-- SUPPLIED PASSAGE follows --

Then something happened last year. Something devastating: I actually wanted to to do housework, and figure out how to be a decent homekeeper. This feminist-who-did-not-want-to-be-an-absolute-clean-freak-like-her-mother freaked out. You can reading about my freaking out here.

And through all of this it never hit me what a total hypocrite I was. You see I’m writing this book called Career Women of the Bible. In the Bible most of the work was done at home, and women did a substantial amount of the work for the family to survive including house repairs, all the food preparation, making sure the children didn’t wander off into wadis or be trampled by sheep or goats, and they spun thread and wove all the textiles the family and the household needed. In fact women’s work–textiles–drove the ancient economy. Women wove and their men traveled and sold the textiles. They sent back the money from the textiles to their wives, and the wives spent it how they saw fit.*

So here I am being this big advocate that yes women worked and had actual careers in the Bible, and most of that work was done at home. In fact, most men worked from home because work and home hadn’t been divided by the Industrial Revolution yet. Even if you lived in a town or city, your shop or business was run out of your home. Home, work, and family were interwoven.

I realized what a disconnect I was having a couple of weeks ago when I read What Does “Workers at Home” Really Mean? I was cheering what Sandra was saying when it hit me. I was not practicing what I preach. All the women in the Bible I applaud, preach about, teach about, and storytell about worked from their homes. Their weaving drove ancient economy, and they were in charge of the family’s largest resource: food. The women apportioned the food and made it last from one harvest to the next.

The matriarchs were in charge of small moving businesses, and their weaving probably helped the family buy the thing they needed while roaming around Canaan and Egypt. Not to mention their weaving literally sheltered the family: they wove the goat’s hair in thread and wove the panels for the tent. (Women’s work was also setting up the tents and tearing them down.) Rahab was a prostitute yes, but she also ran an inn (most likely in her own home), and there is flax on her roof for weaving. The Proverbs 31 woman has girls who weave for her, and she sells the textiles. She also buys and sells property. Priscilla and Aquila made tents, and Lydia did travel for her business: she was a merchant of the purple cloth that only royalty could buy.

-- SUPPLIED PASSAGE concluded --

> YOUR INSTRUCTIONS:
Reproduce word for word the part of the blog post about women's work in the Bible starting with "So here I am" and going on through "to the next.".

-- DATA SUPPLIED follows --

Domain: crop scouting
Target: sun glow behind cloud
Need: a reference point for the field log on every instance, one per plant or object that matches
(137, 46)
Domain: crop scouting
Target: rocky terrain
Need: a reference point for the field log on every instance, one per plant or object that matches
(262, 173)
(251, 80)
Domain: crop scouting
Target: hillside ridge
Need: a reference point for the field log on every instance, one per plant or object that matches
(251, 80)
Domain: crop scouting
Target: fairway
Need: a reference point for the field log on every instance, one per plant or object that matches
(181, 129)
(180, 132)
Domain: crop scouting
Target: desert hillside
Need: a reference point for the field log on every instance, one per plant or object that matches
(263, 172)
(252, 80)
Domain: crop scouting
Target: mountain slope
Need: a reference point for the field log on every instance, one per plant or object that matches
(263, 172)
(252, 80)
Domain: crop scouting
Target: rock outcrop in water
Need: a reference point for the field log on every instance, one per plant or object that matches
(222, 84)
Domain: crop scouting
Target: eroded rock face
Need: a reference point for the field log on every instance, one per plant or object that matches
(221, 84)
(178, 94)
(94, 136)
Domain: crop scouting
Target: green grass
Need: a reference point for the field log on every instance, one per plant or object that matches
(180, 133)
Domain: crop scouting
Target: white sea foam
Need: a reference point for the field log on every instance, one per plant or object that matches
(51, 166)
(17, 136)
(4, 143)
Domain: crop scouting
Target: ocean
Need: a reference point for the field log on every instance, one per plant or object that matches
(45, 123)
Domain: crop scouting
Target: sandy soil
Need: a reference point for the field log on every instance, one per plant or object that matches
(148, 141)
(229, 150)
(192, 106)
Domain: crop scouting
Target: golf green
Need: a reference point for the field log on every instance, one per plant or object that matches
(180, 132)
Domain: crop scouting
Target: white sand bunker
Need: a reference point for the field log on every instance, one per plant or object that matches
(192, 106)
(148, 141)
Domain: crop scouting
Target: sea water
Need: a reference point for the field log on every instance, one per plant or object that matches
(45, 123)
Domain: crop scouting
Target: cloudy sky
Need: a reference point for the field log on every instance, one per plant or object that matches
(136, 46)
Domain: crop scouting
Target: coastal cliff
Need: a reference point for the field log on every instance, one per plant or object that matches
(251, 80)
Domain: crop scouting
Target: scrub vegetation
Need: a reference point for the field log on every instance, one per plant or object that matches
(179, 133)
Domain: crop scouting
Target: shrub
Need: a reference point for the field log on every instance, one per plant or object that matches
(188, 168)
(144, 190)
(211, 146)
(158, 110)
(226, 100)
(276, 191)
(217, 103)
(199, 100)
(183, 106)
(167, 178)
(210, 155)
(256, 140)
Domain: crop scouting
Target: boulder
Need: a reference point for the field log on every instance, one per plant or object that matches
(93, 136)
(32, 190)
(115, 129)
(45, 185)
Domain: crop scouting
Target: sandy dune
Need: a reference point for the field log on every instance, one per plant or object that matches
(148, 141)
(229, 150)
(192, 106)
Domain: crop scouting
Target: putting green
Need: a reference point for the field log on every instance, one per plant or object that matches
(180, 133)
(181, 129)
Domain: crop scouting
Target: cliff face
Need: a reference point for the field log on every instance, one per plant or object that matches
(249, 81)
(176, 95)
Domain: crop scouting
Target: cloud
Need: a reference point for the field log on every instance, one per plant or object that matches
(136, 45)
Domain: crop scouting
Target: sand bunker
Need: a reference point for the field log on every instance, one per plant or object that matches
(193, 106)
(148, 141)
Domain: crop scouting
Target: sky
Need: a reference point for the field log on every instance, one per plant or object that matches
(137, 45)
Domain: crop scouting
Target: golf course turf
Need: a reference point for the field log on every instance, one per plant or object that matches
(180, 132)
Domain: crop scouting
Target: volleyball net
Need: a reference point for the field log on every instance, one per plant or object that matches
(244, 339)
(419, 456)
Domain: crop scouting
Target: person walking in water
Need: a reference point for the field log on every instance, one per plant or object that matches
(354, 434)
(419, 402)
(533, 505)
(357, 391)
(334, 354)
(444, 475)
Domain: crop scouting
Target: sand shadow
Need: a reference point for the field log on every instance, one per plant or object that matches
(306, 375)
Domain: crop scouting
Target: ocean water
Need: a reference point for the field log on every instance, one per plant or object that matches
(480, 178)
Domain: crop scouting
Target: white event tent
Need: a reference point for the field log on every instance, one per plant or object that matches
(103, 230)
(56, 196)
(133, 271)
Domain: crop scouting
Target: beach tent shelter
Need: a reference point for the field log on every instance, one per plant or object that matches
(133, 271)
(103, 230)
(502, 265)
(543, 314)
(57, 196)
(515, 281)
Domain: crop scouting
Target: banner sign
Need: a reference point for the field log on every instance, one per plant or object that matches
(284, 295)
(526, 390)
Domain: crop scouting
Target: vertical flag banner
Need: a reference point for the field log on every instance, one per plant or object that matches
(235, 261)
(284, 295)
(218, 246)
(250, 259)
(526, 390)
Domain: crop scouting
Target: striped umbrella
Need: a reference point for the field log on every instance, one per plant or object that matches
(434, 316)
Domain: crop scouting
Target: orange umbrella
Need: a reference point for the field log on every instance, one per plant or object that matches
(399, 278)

-- DATA SUPPLIED concluded --

> ANSWER TO THIS PROBLEM:
So here I am being this big advocate that yes women worked and had actual careers in the Bible, and most of that work was done at home. In fact, most men worked from home because work and home hadn’t been divided by the Industrial Revolution yet. Even if you lived in a town or city, your shop or business was run out of your home. Home, work, and family were interwoven.

I realized what a disconnect I was having a couple of weeks ago when I read What Does “Workers at Home” Really Mean? I was cheering what Sandra was saying when it hit me. I was not practicing what I preach. All the women in the Bible I applaud, preach about, teach about, and storytell about worked from their homes. Their weaving drove ancient economy, and they were in charge of the family’s largest resource: food. The women apportioned the food and made it last from one harvest to the next.